# Instructions for the task
What you return should be the lines from the first line of the records below through the line holding "Find the green stem", unchanged.

****************************************

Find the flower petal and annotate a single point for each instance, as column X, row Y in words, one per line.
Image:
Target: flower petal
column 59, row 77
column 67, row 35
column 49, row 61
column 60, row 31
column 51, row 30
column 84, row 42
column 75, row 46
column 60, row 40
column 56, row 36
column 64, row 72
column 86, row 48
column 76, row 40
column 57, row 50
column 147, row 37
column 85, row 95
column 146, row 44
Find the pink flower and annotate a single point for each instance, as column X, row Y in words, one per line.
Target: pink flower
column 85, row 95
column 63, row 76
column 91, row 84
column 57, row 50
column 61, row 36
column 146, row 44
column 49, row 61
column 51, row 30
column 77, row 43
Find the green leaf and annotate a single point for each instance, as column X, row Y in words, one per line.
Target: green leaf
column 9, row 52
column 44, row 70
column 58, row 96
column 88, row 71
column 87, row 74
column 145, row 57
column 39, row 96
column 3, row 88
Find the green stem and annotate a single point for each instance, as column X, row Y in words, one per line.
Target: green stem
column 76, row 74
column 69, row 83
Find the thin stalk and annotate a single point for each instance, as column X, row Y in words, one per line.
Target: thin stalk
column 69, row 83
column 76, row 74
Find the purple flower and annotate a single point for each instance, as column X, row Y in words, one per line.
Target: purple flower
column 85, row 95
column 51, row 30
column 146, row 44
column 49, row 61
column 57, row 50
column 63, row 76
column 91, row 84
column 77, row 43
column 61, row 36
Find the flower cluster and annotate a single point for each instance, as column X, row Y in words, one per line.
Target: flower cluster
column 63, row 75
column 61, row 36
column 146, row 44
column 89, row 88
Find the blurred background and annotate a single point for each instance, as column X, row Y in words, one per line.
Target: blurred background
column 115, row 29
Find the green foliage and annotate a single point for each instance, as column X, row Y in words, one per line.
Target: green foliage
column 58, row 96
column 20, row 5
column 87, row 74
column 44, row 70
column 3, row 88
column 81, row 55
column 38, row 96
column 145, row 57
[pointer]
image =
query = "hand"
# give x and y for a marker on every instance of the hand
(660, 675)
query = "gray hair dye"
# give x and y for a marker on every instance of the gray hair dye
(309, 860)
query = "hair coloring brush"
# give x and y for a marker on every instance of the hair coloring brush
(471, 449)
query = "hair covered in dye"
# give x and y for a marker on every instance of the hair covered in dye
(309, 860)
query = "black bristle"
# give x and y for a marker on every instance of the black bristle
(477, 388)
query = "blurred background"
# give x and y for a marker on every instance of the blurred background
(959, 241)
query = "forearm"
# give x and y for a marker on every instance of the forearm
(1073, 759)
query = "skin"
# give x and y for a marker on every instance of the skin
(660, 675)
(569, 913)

****************************************

# Result of the exercise
Find the flower petal and annotate a single point for each instance, as column X, row Y in words, one per line.
Image:
Target: flower petal
column 59, row 77
column 67, row 35
column 49, row 61
column 60, row 31
column 51, row 30
column 84, row 42
column 75, row 46
column 60, row 40
column 56, row 36
column 64, row 72
column 86, row 48
column 76, row 40
column 57, row 50
column 147, row 37
column 85, row 95
column 146, row 44
Find the pink flower and annotate a single point for each instance, as column X, row Y in words, one per line.
Target: pink flower
column 85, row 95
column 63, row 76
column 91, row 84
column 57, row 50
column 61, row 36
column 146, row 44
column 49, row 61
column 51, row 30
column 77, row 43
Find the green leaf and annotate a single point for each instance, as column X, row Y in words, one per line.
Target: green leaf
column 9, row 52
column 44, row 70
column 58, row 96
column 88, row 71
column 87, row 74
column 145, row 57
column 39, row 96
column 3, row 88
Find the green stem and annotate a single point for each instance, as column X, row Y in words, one per line.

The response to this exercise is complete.